_Article_
------------------------------

I don't work until 5 tomorrow and my goals for the day are to write, study, run, and cook a Cream Cheese Banana Bread after grocery shopping. However, I am open to changes, moments of happiness and opportunities that present themselves. All in all, very happy girl here. Hope your day was wonderful too!

Saturday, September 17, 2011

Crisp Morning


Today is already starting out better than the last! A dear friend shared a surprisingly delicious Earl Grey tea latte (normally I hate Earl Grey...but this was just lovely). Made it out of bed early enough to grab breakfast on the way into work and am loving being surrounded by windows and able to see the bright sunshine on this crisp, fall morning! I even chose this day to enjoy my very last Sake Lemon Candle from Voluspa - shame they discontinued it but we must enjoy things when we can! Goals for the day include finishing homework and beginning my response journal for poetry (blech) but excited about this new piece I've been working on...let's see if it goes anywhere. Happy weekend all! I hope there are many wonderful things that bring a smile to your face today...like this adorable sheep scarf I've been wanting to go back and buy now for days!

------------------------------

_Problems_
1. Decide whether each statement agrees with the blog post: (a) The writer normally dislikes Earl Grey tea. (b) The writer does not work until 5 the next day. (c) Voluspa still makes the Sake Lemon Candle. For each, answer yes or no and quote the words that decide it.
2. Copy the part of the blog post that opens with the words containing "I don't work" and closes with "was wonderful too!", substituting "Pumpkin Bread" for "Cream Cheese Banana Bread".
3. Translate this sentence from the blog post into Spanish: "Today is already starting out better than the last!"

_Supplied records_

------------------------------

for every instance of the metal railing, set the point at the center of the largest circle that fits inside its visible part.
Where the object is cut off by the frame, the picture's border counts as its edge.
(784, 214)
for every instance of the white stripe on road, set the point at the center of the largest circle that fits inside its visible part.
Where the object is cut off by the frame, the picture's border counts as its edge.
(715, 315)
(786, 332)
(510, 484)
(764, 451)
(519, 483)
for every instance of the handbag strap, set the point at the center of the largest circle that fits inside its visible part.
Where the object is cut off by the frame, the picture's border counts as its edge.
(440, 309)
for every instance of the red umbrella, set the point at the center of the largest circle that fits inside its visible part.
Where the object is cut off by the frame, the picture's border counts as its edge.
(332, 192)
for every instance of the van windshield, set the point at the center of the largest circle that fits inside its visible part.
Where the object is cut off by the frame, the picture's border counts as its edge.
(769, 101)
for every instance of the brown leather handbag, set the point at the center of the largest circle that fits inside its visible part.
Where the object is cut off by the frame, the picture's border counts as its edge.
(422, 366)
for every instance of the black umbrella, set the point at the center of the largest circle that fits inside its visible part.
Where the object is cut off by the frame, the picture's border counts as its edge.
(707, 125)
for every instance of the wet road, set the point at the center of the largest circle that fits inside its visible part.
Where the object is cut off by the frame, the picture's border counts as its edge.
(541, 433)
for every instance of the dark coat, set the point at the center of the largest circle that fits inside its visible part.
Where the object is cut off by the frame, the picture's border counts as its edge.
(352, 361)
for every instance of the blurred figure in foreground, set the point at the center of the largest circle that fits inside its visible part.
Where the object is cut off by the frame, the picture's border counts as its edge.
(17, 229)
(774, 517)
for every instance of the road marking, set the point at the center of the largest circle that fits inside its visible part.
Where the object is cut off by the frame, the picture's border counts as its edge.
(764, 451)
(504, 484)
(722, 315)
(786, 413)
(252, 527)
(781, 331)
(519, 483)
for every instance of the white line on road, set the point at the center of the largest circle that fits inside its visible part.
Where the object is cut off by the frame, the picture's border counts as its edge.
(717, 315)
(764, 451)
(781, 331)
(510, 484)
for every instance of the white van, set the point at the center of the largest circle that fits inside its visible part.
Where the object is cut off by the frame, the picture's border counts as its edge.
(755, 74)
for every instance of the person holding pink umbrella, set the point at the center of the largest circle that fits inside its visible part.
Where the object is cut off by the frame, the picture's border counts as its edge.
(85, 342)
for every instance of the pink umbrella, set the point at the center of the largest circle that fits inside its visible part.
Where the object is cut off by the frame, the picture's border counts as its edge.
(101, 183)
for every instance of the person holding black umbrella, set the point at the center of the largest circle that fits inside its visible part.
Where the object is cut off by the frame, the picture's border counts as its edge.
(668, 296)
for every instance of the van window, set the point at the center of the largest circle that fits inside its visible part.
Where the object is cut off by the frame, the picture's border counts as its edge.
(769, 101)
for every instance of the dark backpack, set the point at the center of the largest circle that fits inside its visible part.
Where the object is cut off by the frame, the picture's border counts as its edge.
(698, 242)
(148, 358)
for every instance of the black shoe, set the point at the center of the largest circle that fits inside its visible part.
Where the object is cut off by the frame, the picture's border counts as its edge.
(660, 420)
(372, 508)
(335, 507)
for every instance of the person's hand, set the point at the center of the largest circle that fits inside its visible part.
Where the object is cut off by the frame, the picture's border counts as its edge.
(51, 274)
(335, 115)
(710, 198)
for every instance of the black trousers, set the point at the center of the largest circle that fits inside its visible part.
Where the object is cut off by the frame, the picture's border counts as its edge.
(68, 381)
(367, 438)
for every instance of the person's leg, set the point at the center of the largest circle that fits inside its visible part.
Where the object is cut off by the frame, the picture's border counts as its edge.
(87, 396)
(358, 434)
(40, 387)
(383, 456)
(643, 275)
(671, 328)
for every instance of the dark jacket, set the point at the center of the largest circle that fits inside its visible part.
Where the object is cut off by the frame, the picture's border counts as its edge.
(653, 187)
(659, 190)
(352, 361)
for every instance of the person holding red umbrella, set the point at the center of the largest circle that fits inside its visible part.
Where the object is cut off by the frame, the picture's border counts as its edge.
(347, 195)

------------------------------

_Complete answers_
1.
(a) Yes: "normally I hate Earl Grey"
(b) Yes: "I don't work until 5 tomorrow"
(c) No: "shame they discontinued it"

2.
I don't work until 5 tomorrow and my goals for the day are to write, study, run, and cook a Pumpkin Bread after grocery shopping. However, I am open to changes, moments of happiness and opportunities that present themselves. All in all, very happy girl here. Hope your day was wonderful too!

3. ¡Hoy ya está empezando mejor que el anterior!